#### Consigne
Dans le billet de blog cité ci-dessous, de quelle couleur est la serviette de plage sur laquelle se dore la jeune locataire ?

#### Texte cité
Quand la vie est trop courte pour râler ou s'acheter des fleurs demain, j'invite le lecteur à s'émerveiller des petites choses. Dans les sillons creusés par l'inattendu ou le hasard, je sème les graines d'un regard humain, parfois mordant, et compose régulièrement un bouquet de rencontres ou d'échanges piquants, insolites, simples.

dimanche

Navets, cannelés et polenta !

L'ombre du R qui illustre le billet précédent

Dimanche. 14h et des poussières de pollen. C'est presque un jour comme un autre. Accoudé au balcon côté jardin, je poursuis l'observation paresseuse de mes voisins. Assise sur un coin de murette, une mère a posé une ribambelle de sacs, des bouteilles, un gros camion jaune en plastique et un tube de bulles de savon dans lequel elle puise de quoi émerveiller le plus petit de ses enfants. Sur l'immense terrasse en béton de l'immeuble d'à côté, une table de ping-pong résonne du silence des balles qui n'ont pas heurté sa surface depuis belle lurette.
En attendant la fin du confinement pour jouer avec ses invités éparpillés, la jeune locataire se dore la pilule sur une serviette de plage rose ornée de flamants jaunes.

#### Données
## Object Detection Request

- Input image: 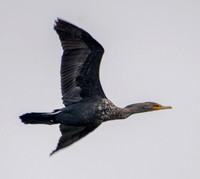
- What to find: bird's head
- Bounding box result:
[126,102,172,113]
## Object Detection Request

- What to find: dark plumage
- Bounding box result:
[20,19,171,155]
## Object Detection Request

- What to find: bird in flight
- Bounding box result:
[20,19,172,155]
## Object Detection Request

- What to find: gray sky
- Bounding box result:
[0,0,200,179]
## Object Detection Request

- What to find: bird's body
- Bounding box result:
[20,19,171,154]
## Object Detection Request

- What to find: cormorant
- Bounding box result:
[20,19,171,155]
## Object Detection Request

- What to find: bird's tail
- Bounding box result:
[19,113,58,125]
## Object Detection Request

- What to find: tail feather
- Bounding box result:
[19,113,57,125]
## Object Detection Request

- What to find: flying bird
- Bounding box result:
[20,19,172,155]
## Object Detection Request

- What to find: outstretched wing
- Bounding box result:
[50,124,100,155]
[54,19,106,106]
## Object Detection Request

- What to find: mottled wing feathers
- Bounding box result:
[54,19,105,106]
[50,124,99,155]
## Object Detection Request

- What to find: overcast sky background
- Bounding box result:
[0,0,200,179]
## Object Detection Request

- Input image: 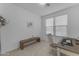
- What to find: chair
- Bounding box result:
[47,34,57,56]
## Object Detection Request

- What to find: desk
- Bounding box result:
[51,44,79,56]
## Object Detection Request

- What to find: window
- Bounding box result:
[55,15,67,36]
[46,15,68,36]
[46,18,54,35]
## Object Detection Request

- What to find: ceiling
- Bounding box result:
[14,3,77,16]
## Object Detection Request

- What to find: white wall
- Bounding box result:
[42,5,79,42]
[0,4,41,53]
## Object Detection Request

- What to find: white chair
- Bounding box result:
[47,34,57,56]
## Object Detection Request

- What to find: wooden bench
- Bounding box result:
[20,37,40,49]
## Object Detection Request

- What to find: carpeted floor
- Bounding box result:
[0,41,56,56]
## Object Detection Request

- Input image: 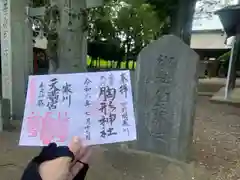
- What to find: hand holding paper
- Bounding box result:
[19,71,136,146]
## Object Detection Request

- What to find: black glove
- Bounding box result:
[21,143,89,180]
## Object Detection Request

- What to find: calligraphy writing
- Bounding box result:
[62,83,72,107]
[47,78,60,110]
[99,74,117,138]
[119,73,128,98]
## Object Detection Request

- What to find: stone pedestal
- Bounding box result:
[0,0,33,119]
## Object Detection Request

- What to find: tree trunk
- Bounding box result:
[170,0,196,45]
[48,0,87,73]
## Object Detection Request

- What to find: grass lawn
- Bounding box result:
[87,57,136,69]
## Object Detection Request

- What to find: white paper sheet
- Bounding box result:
[19,71,136,146]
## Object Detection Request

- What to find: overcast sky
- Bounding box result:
[193,0,238,30]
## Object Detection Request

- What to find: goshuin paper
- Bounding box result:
[19,71,136,146]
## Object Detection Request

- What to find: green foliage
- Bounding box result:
[218,51,231,61]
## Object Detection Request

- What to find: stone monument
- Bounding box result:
[135,35,199,160]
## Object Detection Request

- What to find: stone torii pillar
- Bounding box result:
[29,0,103,74]
[0,0,33,126]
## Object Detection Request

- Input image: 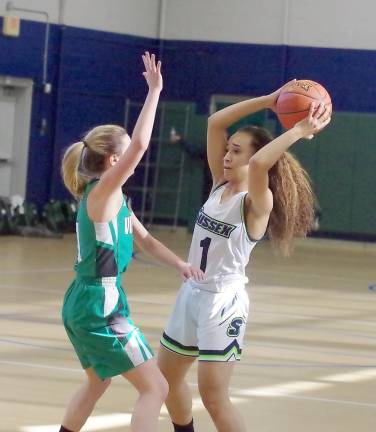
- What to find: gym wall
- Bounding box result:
[0,0,376,235]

#### Réponse
Elle est rose, ornée de flamants jaunes.